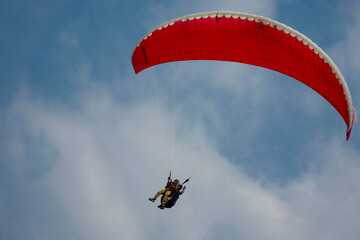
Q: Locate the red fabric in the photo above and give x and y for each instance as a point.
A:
(243, 41)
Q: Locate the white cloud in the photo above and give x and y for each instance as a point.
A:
(110, 157)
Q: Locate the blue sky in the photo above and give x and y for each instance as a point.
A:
(84, 141)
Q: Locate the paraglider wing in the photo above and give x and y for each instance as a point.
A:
(250, 39)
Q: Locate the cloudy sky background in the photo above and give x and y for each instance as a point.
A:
(84, 141)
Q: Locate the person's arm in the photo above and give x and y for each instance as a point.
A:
(182, 191)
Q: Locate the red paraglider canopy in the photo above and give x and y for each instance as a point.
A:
(250, 39)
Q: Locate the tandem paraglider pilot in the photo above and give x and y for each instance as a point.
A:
(170, 194)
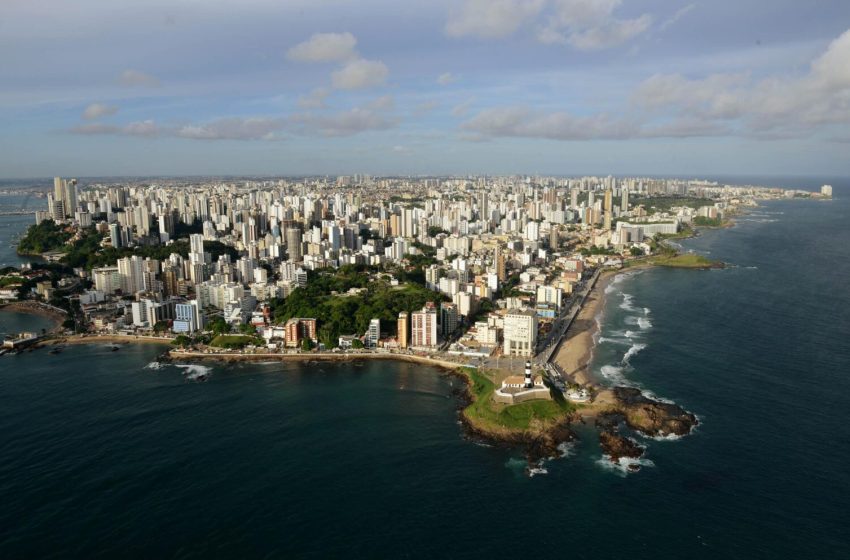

┄┄┄┄┄┄┄┄┄┄┄┄┄┄┄┄┄┄┄┄

## EXERCISE
Copy the whole listing above, requests included, and shift every coordinate in the answers by adding 83 to each x and y value. Leave the pictures out.

## SOLUTION TO THE PROBLEM
Q: Locate the red fabric in the photo above and give x and y for each instance as a point.
A:
(326, 124)
Q: Locate the white cloud in the photo above and give x and y for each instance as a point.
A:
(193, 240)
Q: Locate the blue sky in the photo above and give x and y for each instance as a point.
A:
(167, 224)
Q: Locate the paraglider wing in the photo above and give x and y for each instance as a point.
A:
(333, 122)
Q: Locate the cloudy sky background in the photo above and give x and y for each instance as a point.
A:
(167, 224)
Q: Locate the person's arm in the photo above and give x and y for each instance as a point.
A:
(265, 274)
Q: Locate the red paraglider canopy in the photo above and give x and y for each instance as a point.
A:
(333, 122)
Q: Locate the tandem paraglider pilot in the photo above and give x and y for each instance as a point.
A:
(253, 277)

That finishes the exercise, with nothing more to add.